— START TEXT —

UNITED STATES
SECURITIES AND EXCHANGE COMMISSION
Washington D.C. 20549
_____________

FORM 8-K
_____________

CURRENT REPORT

Pursuant to Section 13 or 15(d) of the
Securities Exchange Act of 1934

Date of Report (Date of earliest event reported): September 20, 2012
__________________________________________

OSL HOLDINGS, INC.
(Exact name of registrant as specified in its charter)
__________________________________________

Nevada   001-32658   98-0441032
(State or other jurisdiction of incorporation)
 
(Commission File Number)
 
(I.R.S. Employer Identification Number)

60 Dutch Hill Road, Suite 15
Orangeburg, NY 10962
(Address of principal executive offices and zip code)

(845) 363-6776
(Registrant’s telephone number, including area code)

Check the appropriate box below if the Form 8-K filing is intended to simultaneously satisfy the filing obligation of the registrant under any of the following provisions:

¨  Written communications pursuant to Rule 425 under the Securities Act (17 CFR 230.425)
¨  Soliciting material pursuant to Rule 14a-12 under the Exchange Act (17 CFR 240.14a-12)

— END TEXT —
— START RECORDS PROVIDED —

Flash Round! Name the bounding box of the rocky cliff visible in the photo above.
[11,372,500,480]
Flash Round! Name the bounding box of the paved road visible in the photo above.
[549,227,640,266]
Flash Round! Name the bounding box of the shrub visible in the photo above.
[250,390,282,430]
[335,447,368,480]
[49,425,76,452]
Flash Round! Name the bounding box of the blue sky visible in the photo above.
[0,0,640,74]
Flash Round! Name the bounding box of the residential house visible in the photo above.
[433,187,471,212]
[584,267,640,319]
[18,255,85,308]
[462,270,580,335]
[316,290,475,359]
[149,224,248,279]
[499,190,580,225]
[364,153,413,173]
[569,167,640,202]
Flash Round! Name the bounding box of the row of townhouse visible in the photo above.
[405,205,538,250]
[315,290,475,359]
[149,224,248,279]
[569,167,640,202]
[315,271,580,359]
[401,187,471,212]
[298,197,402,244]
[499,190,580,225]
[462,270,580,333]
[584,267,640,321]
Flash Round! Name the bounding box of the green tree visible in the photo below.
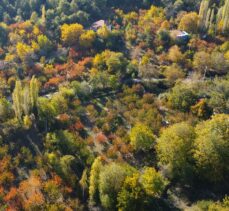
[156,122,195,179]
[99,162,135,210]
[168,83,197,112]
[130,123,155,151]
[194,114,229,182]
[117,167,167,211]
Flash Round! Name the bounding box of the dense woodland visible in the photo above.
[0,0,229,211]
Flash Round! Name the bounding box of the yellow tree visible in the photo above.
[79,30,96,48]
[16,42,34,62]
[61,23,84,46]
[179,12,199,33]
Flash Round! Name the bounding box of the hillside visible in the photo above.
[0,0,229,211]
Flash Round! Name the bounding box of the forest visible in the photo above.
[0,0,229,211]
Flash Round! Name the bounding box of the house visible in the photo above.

— END RECORDS PROVIDED —

* DIRECTIONS FOR THIS TASK
Continue the OSL Holdings Form 8-K above, starting right after its last line.

* TASK RESPONSE
¨  Pre-commencement communications pursuant to Rule 14d-2(b) under the Exchange Act (17 CFR 240.14d-2(b))
¨  Pre-commencement communications pursuant to Rule 13e-4(c) under the Exchange Act (17 CFR 240.13e-4(c))
 
 
 
 

 
 
Item 1.01.      Entry into a Material Definitive Agreement.
 
Issuance of Promissory Note
 
On September 21, 2012, OSL Holdings, Inc. (the “Company”) issued a convertible promissory note to Panache Capital, LLC (“Panache”) in the principal amount of $30,000 (the “Note”) with a maturity date of September 21, 2013. The interest rate of the Note is 10% per annum through the maturity date.
 
The Note is convertible into shares of the Company’s common stock at any time and from time to time, valued at an agreed discount to market not to fall below a 49% discount to the average of the three lowest closing bid prices for the Company’s common stock during the ten days immediately preceding a conversion date. In the event the Company fails to deliver to Panache the common stock issuable upon conversion, the Company shall be required to pay to Panache $2,000 per day for each day beyond the due date until the Company so delivers the common stock (the “Conversion Penalty”).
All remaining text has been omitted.